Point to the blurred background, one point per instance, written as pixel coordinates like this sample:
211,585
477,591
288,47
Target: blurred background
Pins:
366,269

--

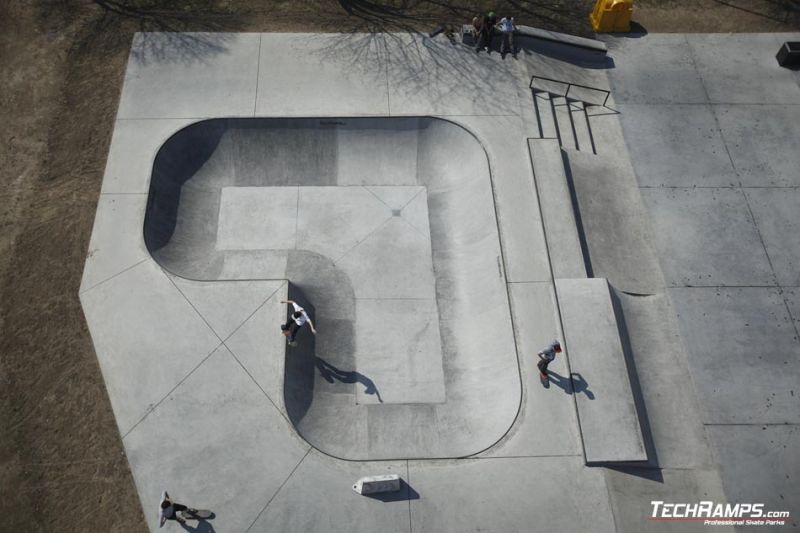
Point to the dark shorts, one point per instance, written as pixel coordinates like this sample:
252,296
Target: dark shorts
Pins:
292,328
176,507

What you will do: The result should be every line of the material that contains the word "instance", so copy those lines.

Answer box:
Point to the blurred background, one point per instance, written as pixel coordinates like this sample:
Point to the dark shorts, one point per instance, written as pixel coordinates like this sample:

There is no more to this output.